• 本文
———

公開日時 2022/11/16 04:52
中外製薬の志済聡子・上席執行役員デジタルトランスフォーメーションユニット長は11月15日開催の「CHUGAI INNOVATION DAY 2022」で講演し、同社が目指すWeb3.0実現ロードマップを披露した。2025年(Phase1)まではメタバースなど初期事例の獲得と成果創出に注力。2030年(Phase2)に向けて医師・患者への適用範囲と成果の拡大に取り組む。さらに2030年以降(Phase3)の最終段階で創薬プロセスの革新と新しいヘルスケアのあり方を社会実装する方針を示した。志済ユニット長は、「まずはしっかり初期の事例ユースケースというものを作っていきたい」と強調。Web3.0×ヘルスケアの世界観実現にむけた課題では「専門人材の不足」を掲げ、人材育成プラットフォームの深化や外部展開の必要性を指摘した。

◎Web3.0の世界 データの主権が変わる 組織のあり方が変わる “個”が主役になる

Web1.0とは、パソコンを使って情報の「閲覧」ができる2000年代以前の世界。Web2.0とは、スマホを使ってSNSで情報交換ができる世界。そしてWeb3.0とは、メタバースを使って情報をAIが解析し、価値交換できる未来の世界を指す。志済ユニット長は、「Web3.0の世界ではデータの主権が変わり、個人が管理するようになる。そして組織のあり方が変わり、より中央集権型から自律分散的に変わる」と強調した。さらに、「価値創造の空間も2次元にとどまらず3次元になる。一言で言うと“個”が主役になる世界だ」と解説した。

———

• 提供資料

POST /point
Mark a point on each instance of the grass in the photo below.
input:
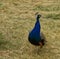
(17, 18)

———

• 課題
[1] 本文によると、志済ユニット長はWeb3.0×ヘルスケアの世界観を実現するうえでの課題として何を挙げましたか。
[2] 本文のうち、「Web1.0とは、パソコンを」から「役になる世界だ」と解説した。」までの部分を一字一句変えずに返してください。

• 各課題の解答
[1] 「専門人材の不足」を挙げました。

[2]
Web1.0とは、パソコンを使って情報の「閲覧」ができる2000年代以前の世界。Web2.0とは、スマホを使ってSNSで情報交換ができる世界。そしてWeb3.0とは、メタバースを使って情報をAIが解析し、価値交換できる未来の世界を指す。志済ユニット長は、「Web3.0の世界ではデータの主権が変わり、個人が管理するようになる。そして組織のあり方が変わり、より中央集権型から自律分散的に変わる」と強調した。さらに、「価値創造の空間も2次元にとどまらず3次元になる。一言で言うと“個”が主役になる世界だ」と解説した。